**Work instruction A:**
Reproduce the passage on business graduates and entrepreneurship between "Not only the" and "to become performers.", inclusive, replacing "Hip Capitalism" with "Counterculture Capitalism".
**Work instruction B:**
Extend the passage on young entrepreneurs, beginning after its final sentence.

There is a nationwide decline of from 5% to 15% in applications to graduate schools of business. And there is a New Consciousness among the students now enrolled. Many business graduates are either forsaking large corporations for smaller firms, where there is more freedom of movement, or going into business for themselves. Five years ago, only three Harvard M.B.A.s went into business for themselves directly upon graduation; this year, 25 plan to take the plunge, and some are turning down high salaries to do it. One self-starting venture is the new Cambridge, Mass., “Autotorium”—an electronics-equipped auto-repair garage founded by three 1971 M.B.A.s, one of whom is planning to further his education by taking a night course in mechanics. The Autotorium is part of the rapidly growing service industry, which also includes amusements, hotels and a multitude of other enterprises.

Not only the button-down accounting major becomes an entrepreneur these days. “Business? Like wow! Most of my friends are in business,” explains one barefoot boy in bell-bottoms and beads, referring to the lucrative new counterculture enterprises that constitute what is sometimes known as Hip Capitalism. Hundreds of erstwhile flower children have become proprietors of record stores, organic-food shops, restaurants and boutiques. One recent graduate of Xavier University, Steven Reece, 23, of Cincinnati, has become the manager of nine pop artists, including his wife, Barbara Howard, for whom he has booked appearances on the Mike Douglas and David Frost shows. Reece also gives free advice to black high school kids eager to become performers.

**Given records:**

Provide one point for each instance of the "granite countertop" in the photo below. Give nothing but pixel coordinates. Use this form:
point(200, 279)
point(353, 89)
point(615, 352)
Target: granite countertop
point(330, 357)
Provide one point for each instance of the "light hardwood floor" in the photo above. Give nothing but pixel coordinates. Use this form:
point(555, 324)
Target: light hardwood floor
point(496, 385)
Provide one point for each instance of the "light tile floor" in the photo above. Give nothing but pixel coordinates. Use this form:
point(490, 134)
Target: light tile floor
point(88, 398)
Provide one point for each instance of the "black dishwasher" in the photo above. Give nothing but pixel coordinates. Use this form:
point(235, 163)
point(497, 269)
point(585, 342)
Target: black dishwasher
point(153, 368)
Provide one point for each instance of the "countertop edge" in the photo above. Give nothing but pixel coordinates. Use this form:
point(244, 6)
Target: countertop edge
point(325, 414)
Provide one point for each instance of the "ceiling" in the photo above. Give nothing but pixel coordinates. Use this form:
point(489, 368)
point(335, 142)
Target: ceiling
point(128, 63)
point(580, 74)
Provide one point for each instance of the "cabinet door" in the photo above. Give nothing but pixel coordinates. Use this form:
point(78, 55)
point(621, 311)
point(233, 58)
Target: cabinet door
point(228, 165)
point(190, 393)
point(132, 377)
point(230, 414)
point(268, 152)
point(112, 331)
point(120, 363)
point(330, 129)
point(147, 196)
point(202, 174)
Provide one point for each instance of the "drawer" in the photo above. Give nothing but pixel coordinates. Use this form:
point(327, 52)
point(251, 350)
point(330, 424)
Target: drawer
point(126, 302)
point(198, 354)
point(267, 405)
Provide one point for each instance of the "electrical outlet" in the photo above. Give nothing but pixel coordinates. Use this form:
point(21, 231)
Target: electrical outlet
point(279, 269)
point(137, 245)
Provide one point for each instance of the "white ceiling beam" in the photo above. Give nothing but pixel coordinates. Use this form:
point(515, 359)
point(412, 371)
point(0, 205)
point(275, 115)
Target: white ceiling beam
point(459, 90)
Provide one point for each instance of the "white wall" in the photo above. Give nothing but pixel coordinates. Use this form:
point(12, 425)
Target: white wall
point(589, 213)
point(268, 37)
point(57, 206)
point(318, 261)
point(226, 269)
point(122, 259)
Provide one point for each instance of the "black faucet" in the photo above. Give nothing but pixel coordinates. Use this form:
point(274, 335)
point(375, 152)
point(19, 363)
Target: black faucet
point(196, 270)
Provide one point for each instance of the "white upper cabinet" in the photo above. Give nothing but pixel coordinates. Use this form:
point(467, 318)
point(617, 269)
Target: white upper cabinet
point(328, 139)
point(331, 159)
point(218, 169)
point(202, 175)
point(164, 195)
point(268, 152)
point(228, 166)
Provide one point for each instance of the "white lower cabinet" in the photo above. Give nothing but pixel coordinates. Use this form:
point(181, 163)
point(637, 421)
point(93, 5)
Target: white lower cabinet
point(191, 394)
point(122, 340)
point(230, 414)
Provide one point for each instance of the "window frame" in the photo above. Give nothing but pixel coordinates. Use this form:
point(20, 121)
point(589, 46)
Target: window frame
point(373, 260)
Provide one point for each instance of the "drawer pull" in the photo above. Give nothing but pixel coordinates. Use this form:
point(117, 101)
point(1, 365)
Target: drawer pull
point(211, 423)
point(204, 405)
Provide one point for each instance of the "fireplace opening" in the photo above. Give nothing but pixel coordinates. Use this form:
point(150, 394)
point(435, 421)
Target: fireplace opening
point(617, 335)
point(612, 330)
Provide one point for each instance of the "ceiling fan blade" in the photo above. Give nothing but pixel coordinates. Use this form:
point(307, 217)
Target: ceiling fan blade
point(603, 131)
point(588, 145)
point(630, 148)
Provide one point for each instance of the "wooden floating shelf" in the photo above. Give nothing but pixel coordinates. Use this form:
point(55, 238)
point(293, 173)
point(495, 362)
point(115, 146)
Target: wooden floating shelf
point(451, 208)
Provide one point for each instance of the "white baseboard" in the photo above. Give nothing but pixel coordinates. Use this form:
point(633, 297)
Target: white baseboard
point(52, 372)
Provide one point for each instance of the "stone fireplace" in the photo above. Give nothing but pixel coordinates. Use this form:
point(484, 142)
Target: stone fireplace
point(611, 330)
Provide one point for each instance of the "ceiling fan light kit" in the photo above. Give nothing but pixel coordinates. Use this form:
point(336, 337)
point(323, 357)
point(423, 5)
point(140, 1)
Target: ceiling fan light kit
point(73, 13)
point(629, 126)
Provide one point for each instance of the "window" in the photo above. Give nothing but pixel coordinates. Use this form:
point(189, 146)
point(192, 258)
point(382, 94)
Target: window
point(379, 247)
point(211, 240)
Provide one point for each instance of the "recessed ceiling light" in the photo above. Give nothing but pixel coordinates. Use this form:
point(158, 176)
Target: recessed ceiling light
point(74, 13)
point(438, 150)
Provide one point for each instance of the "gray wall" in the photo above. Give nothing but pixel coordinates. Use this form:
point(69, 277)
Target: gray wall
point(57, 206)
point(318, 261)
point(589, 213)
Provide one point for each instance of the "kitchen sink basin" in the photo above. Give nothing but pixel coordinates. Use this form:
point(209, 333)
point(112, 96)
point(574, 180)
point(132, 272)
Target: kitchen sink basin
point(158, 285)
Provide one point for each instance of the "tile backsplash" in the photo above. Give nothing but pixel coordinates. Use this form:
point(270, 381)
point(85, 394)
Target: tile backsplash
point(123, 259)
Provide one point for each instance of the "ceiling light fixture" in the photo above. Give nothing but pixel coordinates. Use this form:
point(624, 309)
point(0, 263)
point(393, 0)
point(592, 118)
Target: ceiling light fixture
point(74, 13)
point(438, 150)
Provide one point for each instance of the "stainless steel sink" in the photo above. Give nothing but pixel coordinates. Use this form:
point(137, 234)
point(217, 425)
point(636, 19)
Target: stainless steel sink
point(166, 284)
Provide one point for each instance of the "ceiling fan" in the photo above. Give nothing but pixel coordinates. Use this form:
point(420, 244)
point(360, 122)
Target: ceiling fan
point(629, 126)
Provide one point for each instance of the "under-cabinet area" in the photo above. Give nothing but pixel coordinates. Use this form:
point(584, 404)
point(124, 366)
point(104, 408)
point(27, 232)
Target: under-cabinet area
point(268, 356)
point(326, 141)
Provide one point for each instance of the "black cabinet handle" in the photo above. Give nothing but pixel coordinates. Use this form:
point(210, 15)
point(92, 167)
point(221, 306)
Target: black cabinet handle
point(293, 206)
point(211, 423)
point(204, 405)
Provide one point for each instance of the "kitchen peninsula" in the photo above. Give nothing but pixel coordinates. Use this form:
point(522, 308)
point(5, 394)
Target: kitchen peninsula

**Your response A:**
Not only the button-down accounting major becomes an entrepreneur these days. “Business? Like wow! Most of my friends are in business,” explains one barefoot boy in bell-bottoms and beads, referring to the lucrative new counterculture enterprises that constitute what is sometimes known as Counterculture Capitalism. Hundreds of erstwhile flower children have become proprietors of record stores, organic-food shops, restaurants and boutiques. One recent graduate of Xavier University, Steven Reece, 23, of Cincinnati, has become the manager of nine pop artists, including his wife, Barbara Howard, for whom he has booked appearances on the Mike Douglas and David Frost shows. Reece also gives free advice to black high school kids eager to become performers.

**Your response B:**
GRADUATE SCHOOL. This year applications to graduate schools are up slightly over 1970 totals, despite the fact that it is now clear that the long climb up the ladder to the Ph.D. no longer guarantees secure footing at the top. Economic recovery will provide some new jobs for these specialists, but not enough of them. Says New York University Chancellor Allan Cartter: “We have created a graduate-education and research establishment in American universities that is about 30% to 50% larger than we shall effectively use in the 1970s and early 1980s.”

This impressive but top-heavy creation is primarily due to Sputnik, which blasted off when the class of 1971 was in second grade. Thanks to the threat of Soviet dominance in science and technology, the nation’s doctorate programs were vastly expanded. In 1957, about 9,000 Ph.D.s in all fields were granted in the U.S. This spring there will be more than 30,000, and unless the machinery slows down, 60,000 will be turned out annually by 1980.

All this may provide an admirable addition to the sum total of human knowledge and much personal satisfaction as well. But as far as jobs go, big numbers spell big trouble. Industrial and Government research work has been drastically cut back, and colleges and universities simply cannot begin to accommodate the new Ph.D.s, or even the old ones for that matter. The Cooperative College Registry in Washington, D.C., a placement service for teachers, receives ten applications for every available job. Some sociologists and anthropologists are still wanted by universities, but teachers of languages, English, history (except black history), the sciences and math are particularly hard hit. In chemistry there are 819 Ph.D.s listed for 23 job vacancies.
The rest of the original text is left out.